== Segment start ==
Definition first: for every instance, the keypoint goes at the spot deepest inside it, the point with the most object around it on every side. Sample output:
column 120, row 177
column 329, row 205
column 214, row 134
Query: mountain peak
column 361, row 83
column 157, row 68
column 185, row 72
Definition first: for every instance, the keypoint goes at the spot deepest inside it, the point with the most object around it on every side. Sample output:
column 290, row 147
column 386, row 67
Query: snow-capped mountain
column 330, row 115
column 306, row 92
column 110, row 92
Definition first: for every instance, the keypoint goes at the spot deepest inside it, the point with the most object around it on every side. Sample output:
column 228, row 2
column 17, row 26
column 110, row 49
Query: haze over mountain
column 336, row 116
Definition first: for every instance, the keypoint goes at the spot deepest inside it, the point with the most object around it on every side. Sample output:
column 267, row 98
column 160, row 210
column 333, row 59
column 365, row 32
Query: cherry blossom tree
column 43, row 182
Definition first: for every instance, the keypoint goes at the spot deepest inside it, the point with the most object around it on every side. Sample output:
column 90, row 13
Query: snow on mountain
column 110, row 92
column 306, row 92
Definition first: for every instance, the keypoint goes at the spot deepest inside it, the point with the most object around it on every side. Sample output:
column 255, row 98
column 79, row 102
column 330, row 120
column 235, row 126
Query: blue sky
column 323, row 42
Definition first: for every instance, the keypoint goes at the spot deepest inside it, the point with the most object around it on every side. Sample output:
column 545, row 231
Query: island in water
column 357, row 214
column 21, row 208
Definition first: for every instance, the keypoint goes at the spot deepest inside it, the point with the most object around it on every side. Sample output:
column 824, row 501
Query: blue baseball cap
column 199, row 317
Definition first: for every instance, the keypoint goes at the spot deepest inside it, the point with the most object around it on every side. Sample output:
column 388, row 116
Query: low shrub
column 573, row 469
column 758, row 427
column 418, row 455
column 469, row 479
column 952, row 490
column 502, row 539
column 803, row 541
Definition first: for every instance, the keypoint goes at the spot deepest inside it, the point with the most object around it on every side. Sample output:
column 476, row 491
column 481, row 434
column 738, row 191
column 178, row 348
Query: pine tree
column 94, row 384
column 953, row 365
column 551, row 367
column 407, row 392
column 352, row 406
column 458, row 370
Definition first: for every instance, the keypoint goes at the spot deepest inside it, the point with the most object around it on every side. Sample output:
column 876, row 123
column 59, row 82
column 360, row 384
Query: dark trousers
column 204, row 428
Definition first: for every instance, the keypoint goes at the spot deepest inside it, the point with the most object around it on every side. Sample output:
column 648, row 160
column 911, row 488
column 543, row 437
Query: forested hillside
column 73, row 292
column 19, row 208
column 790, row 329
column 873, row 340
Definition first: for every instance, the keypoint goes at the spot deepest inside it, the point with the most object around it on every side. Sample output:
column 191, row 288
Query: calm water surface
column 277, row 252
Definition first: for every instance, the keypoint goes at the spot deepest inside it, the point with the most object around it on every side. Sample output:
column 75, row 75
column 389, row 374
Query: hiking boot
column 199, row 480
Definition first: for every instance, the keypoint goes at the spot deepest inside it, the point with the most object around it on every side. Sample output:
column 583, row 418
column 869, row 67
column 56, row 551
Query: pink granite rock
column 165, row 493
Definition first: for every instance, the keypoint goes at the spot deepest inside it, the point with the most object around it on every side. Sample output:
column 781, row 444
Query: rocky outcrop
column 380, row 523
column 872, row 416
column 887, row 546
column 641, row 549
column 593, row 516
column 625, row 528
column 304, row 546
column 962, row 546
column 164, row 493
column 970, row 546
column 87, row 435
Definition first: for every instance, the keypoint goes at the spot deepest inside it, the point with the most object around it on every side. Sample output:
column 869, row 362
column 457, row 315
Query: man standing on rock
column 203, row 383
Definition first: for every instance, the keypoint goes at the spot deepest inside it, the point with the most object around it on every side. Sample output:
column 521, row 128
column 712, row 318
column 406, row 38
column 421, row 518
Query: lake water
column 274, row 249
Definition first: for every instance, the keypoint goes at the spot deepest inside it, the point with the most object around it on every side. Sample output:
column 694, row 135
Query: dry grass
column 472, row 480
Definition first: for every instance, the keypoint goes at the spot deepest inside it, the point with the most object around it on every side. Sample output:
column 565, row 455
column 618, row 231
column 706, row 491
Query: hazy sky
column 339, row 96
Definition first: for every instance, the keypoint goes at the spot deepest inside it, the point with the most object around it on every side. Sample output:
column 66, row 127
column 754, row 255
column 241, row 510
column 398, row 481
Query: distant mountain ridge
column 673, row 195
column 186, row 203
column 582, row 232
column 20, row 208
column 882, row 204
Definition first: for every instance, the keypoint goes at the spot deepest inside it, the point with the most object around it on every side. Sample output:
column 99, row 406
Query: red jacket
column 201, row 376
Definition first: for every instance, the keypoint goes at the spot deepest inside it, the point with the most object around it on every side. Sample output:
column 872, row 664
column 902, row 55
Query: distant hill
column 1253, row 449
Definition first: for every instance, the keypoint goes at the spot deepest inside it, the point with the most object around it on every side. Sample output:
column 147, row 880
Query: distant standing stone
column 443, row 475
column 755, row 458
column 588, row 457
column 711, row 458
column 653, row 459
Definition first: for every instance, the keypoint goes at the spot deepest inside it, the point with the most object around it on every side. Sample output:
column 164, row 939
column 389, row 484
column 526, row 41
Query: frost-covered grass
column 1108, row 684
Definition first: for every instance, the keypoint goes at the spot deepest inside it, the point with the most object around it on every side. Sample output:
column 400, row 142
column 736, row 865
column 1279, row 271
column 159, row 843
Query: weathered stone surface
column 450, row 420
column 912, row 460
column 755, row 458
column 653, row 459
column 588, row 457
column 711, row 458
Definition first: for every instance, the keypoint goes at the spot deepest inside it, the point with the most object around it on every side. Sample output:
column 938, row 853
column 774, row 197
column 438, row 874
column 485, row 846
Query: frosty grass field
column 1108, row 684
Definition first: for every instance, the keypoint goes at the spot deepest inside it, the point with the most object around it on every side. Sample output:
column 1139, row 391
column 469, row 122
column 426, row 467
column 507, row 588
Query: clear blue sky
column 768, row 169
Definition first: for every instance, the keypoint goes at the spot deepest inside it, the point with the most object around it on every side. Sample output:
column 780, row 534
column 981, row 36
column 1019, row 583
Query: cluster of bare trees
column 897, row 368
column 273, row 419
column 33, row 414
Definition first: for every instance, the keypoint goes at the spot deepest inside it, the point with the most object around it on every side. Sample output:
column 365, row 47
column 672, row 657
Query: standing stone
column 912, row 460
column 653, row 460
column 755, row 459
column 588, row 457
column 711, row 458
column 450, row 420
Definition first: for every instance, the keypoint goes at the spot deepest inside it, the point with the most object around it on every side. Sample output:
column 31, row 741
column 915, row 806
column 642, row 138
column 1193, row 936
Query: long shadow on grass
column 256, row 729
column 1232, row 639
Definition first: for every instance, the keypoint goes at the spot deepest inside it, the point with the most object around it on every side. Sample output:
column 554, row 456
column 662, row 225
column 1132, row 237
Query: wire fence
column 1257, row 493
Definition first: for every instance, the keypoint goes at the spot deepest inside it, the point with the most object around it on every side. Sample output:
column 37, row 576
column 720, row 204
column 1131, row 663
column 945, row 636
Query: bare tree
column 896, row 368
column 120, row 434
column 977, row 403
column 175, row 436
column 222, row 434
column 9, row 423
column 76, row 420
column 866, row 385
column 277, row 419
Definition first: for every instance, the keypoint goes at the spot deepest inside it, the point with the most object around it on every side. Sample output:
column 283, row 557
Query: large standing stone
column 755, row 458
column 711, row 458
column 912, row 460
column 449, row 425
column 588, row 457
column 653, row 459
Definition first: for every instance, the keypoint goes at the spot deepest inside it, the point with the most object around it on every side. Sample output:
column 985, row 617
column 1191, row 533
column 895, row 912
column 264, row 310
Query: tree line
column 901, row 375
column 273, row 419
== Segment end ==
**WHAT YOU SHOULD DO**. Repeat the entries above exactly, from the first line through the line containing "column 214, row 134".

**REPLY**.
Definition first: for every instance, the keypoint goes at the spot deepest inside it, the point with the most object around it on every side. Sample output:
column 120, row 177
column 329, row 205
column 214, row 134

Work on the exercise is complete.